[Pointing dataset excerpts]
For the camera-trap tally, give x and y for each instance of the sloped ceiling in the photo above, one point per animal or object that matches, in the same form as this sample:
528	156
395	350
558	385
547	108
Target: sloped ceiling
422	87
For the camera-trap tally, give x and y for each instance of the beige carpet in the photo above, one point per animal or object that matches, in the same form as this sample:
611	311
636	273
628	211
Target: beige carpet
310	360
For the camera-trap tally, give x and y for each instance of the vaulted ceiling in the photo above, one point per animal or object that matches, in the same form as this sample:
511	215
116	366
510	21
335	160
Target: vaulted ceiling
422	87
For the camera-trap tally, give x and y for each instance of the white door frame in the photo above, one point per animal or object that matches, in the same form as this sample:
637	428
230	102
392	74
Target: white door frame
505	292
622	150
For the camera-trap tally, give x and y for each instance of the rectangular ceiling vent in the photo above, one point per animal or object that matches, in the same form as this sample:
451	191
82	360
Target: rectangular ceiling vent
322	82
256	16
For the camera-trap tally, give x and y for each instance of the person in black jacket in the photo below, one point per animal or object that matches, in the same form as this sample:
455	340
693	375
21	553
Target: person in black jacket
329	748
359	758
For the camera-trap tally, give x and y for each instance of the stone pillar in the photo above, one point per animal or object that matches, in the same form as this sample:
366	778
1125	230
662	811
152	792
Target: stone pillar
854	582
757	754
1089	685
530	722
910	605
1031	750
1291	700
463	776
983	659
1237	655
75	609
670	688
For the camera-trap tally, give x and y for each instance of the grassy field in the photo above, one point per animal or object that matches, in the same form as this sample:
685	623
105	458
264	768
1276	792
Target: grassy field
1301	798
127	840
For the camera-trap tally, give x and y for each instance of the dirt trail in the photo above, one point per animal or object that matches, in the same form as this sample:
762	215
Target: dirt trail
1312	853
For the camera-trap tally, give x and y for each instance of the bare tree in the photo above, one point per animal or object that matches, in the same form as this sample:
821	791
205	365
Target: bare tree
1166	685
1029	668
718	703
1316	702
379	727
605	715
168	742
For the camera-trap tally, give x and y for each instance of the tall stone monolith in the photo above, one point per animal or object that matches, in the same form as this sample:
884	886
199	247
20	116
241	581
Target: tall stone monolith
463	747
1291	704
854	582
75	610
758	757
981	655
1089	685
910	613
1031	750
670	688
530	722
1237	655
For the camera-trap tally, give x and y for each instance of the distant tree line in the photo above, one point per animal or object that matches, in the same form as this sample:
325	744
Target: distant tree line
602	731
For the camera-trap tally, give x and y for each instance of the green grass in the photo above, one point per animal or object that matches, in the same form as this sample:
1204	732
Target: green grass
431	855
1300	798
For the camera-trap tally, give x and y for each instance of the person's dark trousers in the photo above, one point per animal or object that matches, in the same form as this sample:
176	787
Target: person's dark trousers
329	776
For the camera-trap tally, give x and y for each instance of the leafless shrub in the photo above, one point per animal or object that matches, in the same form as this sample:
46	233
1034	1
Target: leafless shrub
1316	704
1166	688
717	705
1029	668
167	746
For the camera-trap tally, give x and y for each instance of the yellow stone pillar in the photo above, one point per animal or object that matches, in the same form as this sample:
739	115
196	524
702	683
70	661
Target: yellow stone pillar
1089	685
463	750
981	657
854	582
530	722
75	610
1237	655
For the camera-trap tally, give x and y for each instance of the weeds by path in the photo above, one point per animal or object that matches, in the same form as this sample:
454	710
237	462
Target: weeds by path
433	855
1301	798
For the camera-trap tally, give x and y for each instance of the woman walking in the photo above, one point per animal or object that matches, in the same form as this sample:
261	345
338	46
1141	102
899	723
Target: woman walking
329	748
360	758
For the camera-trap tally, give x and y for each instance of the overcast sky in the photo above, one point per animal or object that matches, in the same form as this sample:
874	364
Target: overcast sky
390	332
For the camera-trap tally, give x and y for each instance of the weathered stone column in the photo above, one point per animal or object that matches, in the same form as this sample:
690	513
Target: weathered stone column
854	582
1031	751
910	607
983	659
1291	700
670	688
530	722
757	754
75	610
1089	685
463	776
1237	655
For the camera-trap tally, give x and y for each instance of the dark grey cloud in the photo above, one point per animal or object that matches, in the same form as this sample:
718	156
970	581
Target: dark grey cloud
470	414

What the exercise asks: Rewrite the entries from the line containing "of the dark" through the end, switching "dark grey cloud" to "thundercloud" and keeping everything else the same.

Expected answer:
For the camera-trap tally, give x and y for each instance of the thundercloud in the photo above, one point per animal or object that matches, in the same form as this sample:
718	156
970	581
Target: thundercloud
470	414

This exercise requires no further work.